In the porridge blog post below, what does the writer add to porridge to keep a rumbling tummy at bay?

## DOCUMENT SECTION
▶
Sally Frawley Photography

View Original

Old Fashioned Winter Porridge

Last week we happily hosted dear friends from Western Australia in what’s been some of the coldest weather Victoria has endured in many years. It was such a joy to have them with us for the week, tripping around and hanging out together. I love having people visit us for extended stays like this, relaxing together and catching up properly recounting old memories and catching up on life and kids. We met these friends in our Darwin years their friendship treasured and their support like that of family. A few years older than me she was like a big sister to me a few years ahead of me in life stages and he my husband’s fishing buddy and dear mate. Adult friendships, especially ones forged in such circumstances have their own unique qualities and longevity, or maybe that’s just me, either way their company is always relished with gratitude and joy. We wandered through forests (he’s a forester) dined on delicious food (obviously) and of course I cooked for them.

Amidst all that I also had a shoot for a favourite client, creating images for her delicious Sicilian family recipes.

So this week has been a quiet one. Editing and delivering last week’s shoot, hiding from the polar blast engulfing most of Australia and excitedly getting organised for a holiday. Yes!  A holiday. I’m super excited, we’re off to visit our son in remote WA where the desert meets the Indian Ocean. He has big plans to chase adventures looking for whale sharks, catching beautiful fish for dinner and walking in the red dirt and white sands of the west. I’m insanely excited to see he and his partner and the adventurous life they enjoy there. I’m also excited for my skin to be warmed by sunshine and not chilled by arctic air.

Until then the only thing encouraging me to pull the covers back in the morning and let the morning’s cool hit my skin is the promise of a breakfast that warms from within. Obvious though it seems I’m often asked how I make my porridge. Myself included in the past I think we all fall under the spell of portioned ingredients offering the promise of easy preparation. Sachets of instant porridge were my go-to for a long time. I don’t remember the moment I changed to whole oats though suspect it was something to do with a craving and almost empty larder. As a lover of baking there’s often rolled oats in the pantry and so my method of making porridge evolved. My tummy rumbles easily so a little tweak with the addition of chia usually keeps this at bay with the added benefits of all the goodness packed into those tiny little seeds. To top it off for a little lushness I often have a fruit compote in the fridge. This one is a long-time favourite but nothing goes past a classic apple compote. Today’s one is inspired by an idea from Emelia Jackson’s glorious baking book and her apple pie cake where she bakes apples in between the cake batter. While preparing her batter she leaves the apple to macerate in sugar and spice. The first time I did this I noticed the delicious syrup that developed while the ingredients sat awaiting their moment in the recipe. It occurred to me this would be an interesting way to make a compote. So with a few tweaks this is my new method, leaving the ingredients to do the work for a few minutes while I tidy up then a bit of time on the stove to finish the job. In the fridge and boom the perfect topping for porridge or yoghurt.
◀
## ENTRIES SHOWN
▶
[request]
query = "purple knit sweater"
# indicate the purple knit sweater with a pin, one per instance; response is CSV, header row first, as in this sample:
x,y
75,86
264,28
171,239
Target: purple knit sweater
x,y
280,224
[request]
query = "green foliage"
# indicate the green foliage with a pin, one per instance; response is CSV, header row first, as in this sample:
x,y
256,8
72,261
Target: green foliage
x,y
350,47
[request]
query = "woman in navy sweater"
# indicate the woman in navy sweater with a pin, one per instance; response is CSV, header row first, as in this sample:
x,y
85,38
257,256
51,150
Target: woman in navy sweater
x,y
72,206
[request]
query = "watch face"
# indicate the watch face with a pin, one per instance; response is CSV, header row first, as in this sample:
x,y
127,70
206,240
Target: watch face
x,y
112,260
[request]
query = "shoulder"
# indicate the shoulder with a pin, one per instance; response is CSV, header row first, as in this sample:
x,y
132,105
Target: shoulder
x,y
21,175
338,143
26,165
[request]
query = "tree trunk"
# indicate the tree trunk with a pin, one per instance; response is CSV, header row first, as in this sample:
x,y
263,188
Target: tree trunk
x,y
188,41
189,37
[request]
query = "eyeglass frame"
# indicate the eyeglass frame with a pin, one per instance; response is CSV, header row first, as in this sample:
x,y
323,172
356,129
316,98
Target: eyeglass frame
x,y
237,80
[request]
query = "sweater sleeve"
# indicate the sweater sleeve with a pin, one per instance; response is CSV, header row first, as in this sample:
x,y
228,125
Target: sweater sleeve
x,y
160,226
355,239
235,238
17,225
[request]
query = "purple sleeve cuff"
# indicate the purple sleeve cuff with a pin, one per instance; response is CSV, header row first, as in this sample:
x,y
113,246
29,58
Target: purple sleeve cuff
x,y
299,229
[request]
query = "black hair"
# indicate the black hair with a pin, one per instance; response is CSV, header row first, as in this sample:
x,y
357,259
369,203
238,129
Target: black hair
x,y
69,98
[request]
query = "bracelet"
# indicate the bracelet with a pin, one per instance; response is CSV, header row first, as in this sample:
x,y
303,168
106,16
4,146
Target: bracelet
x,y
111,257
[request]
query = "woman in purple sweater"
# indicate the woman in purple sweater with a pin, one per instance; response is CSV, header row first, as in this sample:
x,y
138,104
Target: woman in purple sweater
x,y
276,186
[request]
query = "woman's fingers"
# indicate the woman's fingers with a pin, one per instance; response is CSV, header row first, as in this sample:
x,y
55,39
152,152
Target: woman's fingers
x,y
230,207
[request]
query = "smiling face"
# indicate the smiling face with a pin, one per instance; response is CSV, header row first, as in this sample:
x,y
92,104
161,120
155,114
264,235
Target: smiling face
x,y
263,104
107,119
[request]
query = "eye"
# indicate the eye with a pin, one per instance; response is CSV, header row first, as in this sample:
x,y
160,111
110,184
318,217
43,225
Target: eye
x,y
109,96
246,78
◀
## RESULT FOR THIS EXERCISE
Chia seeds.